[WRITTEN PROBLEM]: Find each line in the listing below that contains the word "white", and copy those lines. Case matters.

[DATA TO PROCESS]:
--- Start ---
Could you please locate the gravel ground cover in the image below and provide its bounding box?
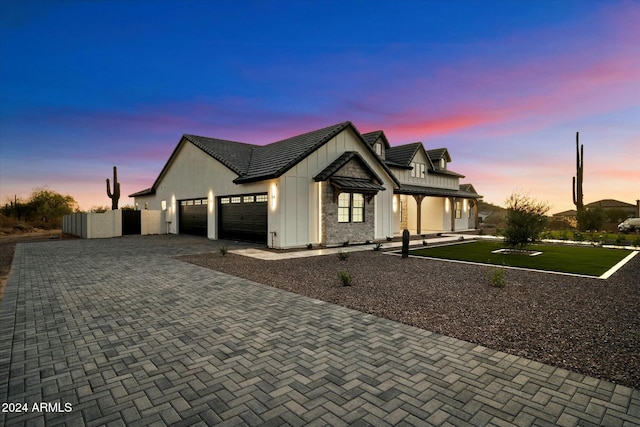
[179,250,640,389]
--- End ---
--- Start ---
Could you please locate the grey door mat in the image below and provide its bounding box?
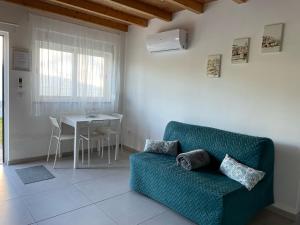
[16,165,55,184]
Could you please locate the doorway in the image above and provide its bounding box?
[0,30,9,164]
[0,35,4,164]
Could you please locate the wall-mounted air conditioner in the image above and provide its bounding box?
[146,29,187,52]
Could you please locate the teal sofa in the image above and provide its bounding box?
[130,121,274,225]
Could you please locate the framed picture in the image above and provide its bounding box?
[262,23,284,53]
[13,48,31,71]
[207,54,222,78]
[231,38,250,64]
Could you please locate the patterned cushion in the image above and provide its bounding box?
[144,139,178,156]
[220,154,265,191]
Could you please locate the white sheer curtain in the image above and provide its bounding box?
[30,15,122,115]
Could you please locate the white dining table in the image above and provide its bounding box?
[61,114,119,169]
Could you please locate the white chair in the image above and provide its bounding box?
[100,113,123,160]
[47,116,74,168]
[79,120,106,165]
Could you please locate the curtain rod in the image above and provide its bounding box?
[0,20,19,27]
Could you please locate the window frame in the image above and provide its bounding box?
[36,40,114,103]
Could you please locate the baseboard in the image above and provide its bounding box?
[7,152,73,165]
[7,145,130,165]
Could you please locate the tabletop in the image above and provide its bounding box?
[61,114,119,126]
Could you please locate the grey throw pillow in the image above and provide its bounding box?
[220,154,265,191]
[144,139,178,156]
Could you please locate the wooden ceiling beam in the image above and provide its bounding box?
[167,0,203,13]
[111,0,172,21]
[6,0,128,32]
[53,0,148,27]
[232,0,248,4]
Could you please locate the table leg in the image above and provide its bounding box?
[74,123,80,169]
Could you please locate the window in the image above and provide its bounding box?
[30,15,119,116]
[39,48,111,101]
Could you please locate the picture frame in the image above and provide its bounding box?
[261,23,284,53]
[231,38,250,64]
--- End ---
[OUTPUT FOR THIS EXERCISE]:
Could you please locate the white sheer curtain in the image above and provide its bounding box?
Could you please locate the white dining table in the image above and provide its bounding box?
Could you please locate the white chair in the image above and provide its bounding box?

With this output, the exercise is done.